FlattenedSubLink is a crock, it's going away

From: Tom Lane <tgl(at)sss(dot)pgh(dot)pa(dot)us>
To: pgsql-hackers(at)postgreSQL(dot)org
Subject: FlattenedSubLink is a crock, it's going away
Date: 2009-02-24 22:21:25
Message-ID: 28996.1235514085@sss.pgh.pa.us
Views: Raw Message | Whole Thread | Download mbox | Resend email
Thread:
Lists: pgsql-hackers

[ still working on the planner issues exposed by Kevin Grittner's complaint ]

I've concluded that my introduction of FlattenedSubLink as a transient
representation for flattened EXISTS/IN clauses was a Bad Idea. The core
problem is that it messes up the delicate order of operations in
deconstruct_recurse(). What we want to do there with an outer join is
to form its SpecialJoinInfo (mainly since we have to determine its
min_lefthand/min_righthand for possible use in placing its quals), then
place its quals, then add the SpecialJoinInfo to join_info_list. The
reason for this ordering is that during distribute_qual_to_rels we want
only *lower* outer joins to be in join_info_list. As the current code
stands, if there are any FlattenedSubLinks in an outer join's quals
they'll be converted to SpecialJoinInfos during the qual processing,
which is too late because they should logically be underneath the outer
join, where they can affect the min_lefthand/min_righthand we compute
for it. CVS HEAD happens to work anyway because the relations involved
in the semi or antijoin were collected into a FromExpr by
pull_up_sublinks, and that causes deconstruct_recurse to (mistakenly!)

▶ [List of tasks]
**A)** Reproduce the records from their first line through the line containing "[(210, 182), (514, 196)]", including both of those lines, and omit the pictures.
**B)** Continue the FlattenedSubLink post from its final line.
The records have no connection to the FlattenedSubLink post.

▶ [Records provided]

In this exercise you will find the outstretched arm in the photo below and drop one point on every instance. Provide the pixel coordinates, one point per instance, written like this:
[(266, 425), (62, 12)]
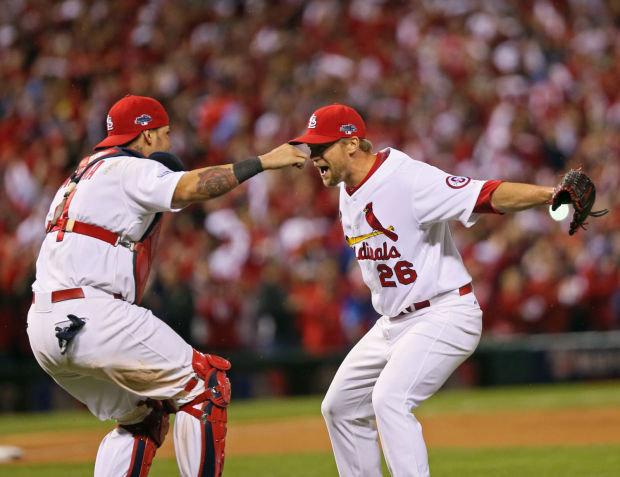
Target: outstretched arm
[(210, 182), (514, 196)]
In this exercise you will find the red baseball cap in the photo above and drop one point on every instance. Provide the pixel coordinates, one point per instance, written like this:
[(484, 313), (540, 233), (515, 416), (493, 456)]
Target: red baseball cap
[(130, 116), (331, 123)]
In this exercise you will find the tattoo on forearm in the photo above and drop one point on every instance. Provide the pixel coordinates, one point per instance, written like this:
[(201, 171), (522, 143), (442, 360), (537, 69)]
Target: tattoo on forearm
[(216, 181)]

▶ [Results]
**A)**
In this exercise you will find the outstretched arm in the photo below and drop one point on every instance. Provide the pixel coordinates, one point per instance, written like this:
[(266, 425), (62, 12)]
Target: outstretched arm
[(210, 182), (514, 196)]

**B)**
treat them as a lower inner join, and so the min_righthand of the upper
outer join gets set in a way that prevents improper join ordering. That
behavior is, um, an unintentional side-effect, and it seems fragile as
heck. What's worse, there are cases it gets wrong anyway: one being
pseudoconstant quals in an EXISTS, for example

regression=# prepare foo(bool) as select count(*) from tenk1 a left join tenk1 b
regression-# on (a.unique2 = b.unique1 and exists
regression(# (select 1 from tenk1 c where c.thousand = b.unique2 and $1));
PREPARE
regression=# execute foo(false);
count
-------
0 -- wrong answer; one-time qual is in wrong place
(1 row)

What I'm now thinking is appropriate is for pull_up_sublinks to
explicitly generate a JoinExpr for each semijoin or antijoin it creates,
and insert this into the jointree at a semantically legal place. This
will make the recursion interfaces within pull_up_sublinks a tad more
complex, which is what I'd hoped to avoid in the first place by
inventing FlattenedSubLink. But I'm seeing that the complexity and
bug potential added elsewhere is worse.

Normally a JoinExpr requires an associated RTE, but that's really only
needed as a reference point for join alias Vars. Since there won't be
any alias Vars for an IN/EXISTS join, I think I can avoid building an
RTE and just set the JoinExpr's rtindex to zero. Nothing outside the
planner is ever going to see such a generated JoinExpr anyway.

Comments, objections?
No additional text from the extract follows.